Exercise details: Find every line in the entries below that contains the string "slope", matching case exactly, and copy each of those lines.

Data excerpts:
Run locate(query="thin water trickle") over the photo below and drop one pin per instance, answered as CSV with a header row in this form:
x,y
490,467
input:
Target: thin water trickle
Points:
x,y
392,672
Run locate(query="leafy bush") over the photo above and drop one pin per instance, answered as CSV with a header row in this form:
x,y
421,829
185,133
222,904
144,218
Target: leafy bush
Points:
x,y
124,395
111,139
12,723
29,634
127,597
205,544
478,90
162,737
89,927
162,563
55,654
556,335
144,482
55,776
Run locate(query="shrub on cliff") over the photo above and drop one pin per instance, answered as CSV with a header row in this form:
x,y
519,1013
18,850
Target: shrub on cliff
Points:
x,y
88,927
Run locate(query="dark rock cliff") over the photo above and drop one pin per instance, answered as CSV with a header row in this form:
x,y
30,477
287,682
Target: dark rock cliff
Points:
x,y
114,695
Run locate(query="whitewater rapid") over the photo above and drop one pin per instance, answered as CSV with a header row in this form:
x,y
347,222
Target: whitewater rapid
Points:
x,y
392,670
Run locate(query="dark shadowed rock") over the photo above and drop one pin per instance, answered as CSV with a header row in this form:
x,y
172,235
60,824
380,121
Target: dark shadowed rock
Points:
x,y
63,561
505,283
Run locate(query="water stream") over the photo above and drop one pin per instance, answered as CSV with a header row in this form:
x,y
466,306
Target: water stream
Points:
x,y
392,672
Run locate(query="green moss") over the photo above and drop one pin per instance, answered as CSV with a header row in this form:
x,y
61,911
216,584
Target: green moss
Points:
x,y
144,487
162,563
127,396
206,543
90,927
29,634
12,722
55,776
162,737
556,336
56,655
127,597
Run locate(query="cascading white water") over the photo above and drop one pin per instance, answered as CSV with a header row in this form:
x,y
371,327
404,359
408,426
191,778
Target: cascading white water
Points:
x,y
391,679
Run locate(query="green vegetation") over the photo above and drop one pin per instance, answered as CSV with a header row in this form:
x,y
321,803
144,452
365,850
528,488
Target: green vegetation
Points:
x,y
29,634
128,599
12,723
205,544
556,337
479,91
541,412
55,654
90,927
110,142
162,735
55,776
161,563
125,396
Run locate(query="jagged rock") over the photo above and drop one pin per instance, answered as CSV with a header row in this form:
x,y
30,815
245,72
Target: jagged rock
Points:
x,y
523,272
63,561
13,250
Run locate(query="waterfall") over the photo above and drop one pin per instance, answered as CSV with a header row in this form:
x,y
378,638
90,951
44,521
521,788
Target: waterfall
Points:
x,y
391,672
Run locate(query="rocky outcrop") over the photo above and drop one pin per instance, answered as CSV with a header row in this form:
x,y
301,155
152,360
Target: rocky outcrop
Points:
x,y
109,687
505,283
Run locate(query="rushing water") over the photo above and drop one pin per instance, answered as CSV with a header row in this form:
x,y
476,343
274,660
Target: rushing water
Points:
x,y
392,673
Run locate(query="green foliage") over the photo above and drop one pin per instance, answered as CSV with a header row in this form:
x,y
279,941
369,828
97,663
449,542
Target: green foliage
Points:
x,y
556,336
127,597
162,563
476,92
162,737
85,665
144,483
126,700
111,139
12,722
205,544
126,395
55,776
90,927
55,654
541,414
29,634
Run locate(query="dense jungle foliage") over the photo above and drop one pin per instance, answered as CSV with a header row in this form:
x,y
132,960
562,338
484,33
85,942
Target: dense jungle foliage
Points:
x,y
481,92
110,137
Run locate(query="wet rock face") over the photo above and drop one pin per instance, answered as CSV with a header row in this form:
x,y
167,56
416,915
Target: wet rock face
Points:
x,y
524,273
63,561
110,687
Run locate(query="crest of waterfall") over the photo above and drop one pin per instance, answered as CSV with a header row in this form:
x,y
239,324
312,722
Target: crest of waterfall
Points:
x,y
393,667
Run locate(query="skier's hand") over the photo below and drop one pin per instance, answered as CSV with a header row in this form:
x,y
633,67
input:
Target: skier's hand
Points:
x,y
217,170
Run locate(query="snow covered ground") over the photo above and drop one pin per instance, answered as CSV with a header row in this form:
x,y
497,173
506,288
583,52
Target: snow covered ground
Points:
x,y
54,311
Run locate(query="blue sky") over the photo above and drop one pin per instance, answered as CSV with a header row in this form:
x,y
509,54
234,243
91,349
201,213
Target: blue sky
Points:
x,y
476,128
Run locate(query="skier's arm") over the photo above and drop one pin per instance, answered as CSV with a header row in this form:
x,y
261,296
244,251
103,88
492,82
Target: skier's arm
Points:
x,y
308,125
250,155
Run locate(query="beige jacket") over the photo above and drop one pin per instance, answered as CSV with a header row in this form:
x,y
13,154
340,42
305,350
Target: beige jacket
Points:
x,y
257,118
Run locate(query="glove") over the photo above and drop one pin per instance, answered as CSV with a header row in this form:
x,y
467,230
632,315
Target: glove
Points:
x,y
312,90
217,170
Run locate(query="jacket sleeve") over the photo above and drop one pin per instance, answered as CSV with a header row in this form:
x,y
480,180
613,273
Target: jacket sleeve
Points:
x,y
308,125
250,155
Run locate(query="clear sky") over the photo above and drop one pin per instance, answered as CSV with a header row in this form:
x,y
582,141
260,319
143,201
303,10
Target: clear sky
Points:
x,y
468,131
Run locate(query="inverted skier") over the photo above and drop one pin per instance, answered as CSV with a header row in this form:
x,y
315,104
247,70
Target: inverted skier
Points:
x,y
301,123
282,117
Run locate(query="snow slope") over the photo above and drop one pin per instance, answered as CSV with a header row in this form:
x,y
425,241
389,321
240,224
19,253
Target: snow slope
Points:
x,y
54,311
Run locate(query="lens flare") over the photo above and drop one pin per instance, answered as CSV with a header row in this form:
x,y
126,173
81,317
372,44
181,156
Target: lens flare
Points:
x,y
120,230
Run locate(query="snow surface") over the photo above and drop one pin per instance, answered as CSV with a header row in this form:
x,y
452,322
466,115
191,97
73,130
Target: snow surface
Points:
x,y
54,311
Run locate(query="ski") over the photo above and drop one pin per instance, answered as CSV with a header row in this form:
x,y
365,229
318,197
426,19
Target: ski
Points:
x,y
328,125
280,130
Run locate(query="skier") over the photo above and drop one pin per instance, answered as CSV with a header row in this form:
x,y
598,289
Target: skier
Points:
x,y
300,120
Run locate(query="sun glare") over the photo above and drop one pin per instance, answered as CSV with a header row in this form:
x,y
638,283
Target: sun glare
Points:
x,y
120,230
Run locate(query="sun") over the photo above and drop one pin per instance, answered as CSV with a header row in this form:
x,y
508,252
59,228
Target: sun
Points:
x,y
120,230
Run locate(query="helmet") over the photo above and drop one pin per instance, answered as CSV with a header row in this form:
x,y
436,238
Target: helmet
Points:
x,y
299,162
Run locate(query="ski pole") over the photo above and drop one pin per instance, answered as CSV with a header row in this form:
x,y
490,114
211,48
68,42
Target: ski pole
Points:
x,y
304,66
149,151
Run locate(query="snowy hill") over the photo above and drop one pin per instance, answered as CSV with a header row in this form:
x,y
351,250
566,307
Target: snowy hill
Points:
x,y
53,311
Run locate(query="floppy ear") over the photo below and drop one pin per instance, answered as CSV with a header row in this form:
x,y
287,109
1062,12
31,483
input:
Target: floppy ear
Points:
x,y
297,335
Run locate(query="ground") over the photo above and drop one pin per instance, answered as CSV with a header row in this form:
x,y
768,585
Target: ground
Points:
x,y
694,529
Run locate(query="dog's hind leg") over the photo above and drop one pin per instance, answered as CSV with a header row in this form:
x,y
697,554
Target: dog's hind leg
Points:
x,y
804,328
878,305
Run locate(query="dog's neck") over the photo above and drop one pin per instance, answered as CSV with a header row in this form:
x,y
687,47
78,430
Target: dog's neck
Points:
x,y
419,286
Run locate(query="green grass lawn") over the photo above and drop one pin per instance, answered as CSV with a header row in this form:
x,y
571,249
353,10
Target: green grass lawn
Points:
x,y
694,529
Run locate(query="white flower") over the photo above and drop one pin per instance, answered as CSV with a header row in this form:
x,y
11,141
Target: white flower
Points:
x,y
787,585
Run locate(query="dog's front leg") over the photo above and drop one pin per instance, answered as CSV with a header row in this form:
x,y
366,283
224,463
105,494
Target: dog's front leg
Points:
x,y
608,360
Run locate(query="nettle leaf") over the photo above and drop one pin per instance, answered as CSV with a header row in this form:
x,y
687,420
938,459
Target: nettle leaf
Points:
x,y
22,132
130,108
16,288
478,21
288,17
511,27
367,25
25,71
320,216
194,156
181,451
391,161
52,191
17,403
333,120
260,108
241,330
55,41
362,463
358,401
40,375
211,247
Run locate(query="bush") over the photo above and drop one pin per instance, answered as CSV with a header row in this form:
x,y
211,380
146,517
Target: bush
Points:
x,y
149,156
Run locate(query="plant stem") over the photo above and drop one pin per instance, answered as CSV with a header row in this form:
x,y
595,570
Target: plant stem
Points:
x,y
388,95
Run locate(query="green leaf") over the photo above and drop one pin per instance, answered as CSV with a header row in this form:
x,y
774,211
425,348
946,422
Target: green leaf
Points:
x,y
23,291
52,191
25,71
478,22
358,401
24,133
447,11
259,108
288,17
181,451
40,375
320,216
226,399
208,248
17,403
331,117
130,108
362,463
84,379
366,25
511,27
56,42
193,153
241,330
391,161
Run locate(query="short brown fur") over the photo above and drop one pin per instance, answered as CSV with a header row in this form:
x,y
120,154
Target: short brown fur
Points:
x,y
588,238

Exercise solution:
Run locate(query="snow slope") over the photo above and drop one pin per instance, answered as CSV with a header row in this form:
Target: snow slope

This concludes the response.